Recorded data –
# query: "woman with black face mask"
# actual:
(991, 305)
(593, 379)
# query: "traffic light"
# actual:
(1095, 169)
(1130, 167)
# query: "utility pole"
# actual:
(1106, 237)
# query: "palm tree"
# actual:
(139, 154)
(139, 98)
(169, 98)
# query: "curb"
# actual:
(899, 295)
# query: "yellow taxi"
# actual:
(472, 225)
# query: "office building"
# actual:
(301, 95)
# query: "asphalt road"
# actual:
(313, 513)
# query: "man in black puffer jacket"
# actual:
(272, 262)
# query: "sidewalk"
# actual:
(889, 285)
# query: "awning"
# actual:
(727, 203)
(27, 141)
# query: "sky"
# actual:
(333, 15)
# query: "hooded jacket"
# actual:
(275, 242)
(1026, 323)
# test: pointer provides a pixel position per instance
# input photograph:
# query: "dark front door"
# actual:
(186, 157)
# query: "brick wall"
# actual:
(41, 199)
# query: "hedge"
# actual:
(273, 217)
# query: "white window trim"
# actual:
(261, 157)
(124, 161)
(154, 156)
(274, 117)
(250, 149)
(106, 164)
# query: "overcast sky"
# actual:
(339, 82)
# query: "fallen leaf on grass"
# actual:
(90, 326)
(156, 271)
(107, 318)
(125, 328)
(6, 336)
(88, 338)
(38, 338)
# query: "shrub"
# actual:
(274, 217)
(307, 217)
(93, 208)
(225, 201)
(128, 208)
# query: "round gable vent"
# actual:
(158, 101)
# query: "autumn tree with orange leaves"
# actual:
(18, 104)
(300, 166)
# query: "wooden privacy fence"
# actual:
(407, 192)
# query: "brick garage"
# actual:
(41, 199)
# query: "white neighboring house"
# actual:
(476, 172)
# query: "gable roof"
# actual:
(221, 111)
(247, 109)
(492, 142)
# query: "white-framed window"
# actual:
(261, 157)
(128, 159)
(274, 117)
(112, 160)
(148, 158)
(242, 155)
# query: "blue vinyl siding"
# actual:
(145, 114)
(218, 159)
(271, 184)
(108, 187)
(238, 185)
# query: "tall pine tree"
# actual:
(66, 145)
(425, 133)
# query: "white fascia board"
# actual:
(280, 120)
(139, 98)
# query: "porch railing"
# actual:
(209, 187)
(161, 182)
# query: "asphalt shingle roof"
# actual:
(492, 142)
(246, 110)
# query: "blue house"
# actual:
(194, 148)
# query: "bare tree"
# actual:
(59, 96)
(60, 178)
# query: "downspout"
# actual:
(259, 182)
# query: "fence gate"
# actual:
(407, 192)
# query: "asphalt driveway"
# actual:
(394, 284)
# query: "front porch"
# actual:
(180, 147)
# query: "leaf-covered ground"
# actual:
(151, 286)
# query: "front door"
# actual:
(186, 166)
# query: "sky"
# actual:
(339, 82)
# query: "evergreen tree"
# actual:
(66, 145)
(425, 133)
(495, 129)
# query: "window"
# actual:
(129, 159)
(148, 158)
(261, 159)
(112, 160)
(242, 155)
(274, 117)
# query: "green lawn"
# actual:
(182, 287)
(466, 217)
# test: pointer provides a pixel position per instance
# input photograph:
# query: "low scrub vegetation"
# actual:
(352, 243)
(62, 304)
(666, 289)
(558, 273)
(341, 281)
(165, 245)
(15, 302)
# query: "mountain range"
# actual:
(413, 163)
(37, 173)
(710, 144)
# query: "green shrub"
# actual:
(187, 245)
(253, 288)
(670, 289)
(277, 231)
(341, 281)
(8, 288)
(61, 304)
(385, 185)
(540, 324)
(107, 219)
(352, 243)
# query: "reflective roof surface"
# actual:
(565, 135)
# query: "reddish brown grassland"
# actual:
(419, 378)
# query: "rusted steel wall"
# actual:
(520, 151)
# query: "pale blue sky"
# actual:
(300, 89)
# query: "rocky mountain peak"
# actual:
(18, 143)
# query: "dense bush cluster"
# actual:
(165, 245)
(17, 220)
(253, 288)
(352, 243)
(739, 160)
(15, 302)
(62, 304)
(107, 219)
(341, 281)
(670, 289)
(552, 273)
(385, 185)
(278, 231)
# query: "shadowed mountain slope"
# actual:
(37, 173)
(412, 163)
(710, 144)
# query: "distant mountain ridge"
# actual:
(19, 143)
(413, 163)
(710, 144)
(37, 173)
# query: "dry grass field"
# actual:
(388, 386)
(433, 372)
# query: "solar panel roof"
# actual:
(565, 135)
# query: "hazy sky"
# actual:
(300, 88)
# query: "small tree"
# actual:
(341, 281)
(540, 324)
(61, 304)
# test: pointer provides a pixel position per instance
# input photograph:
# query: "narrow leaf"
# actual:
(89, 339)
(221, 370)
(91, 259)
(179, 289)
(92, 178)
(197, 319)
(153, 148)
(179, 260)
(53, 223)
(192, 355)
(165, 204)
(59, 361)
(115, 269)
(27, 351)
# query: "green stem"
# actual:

GOAL –
Report the number of lines in the recorded data that contain the string "fence". Give only the number.

RESPONSE TO THIS TASK –
2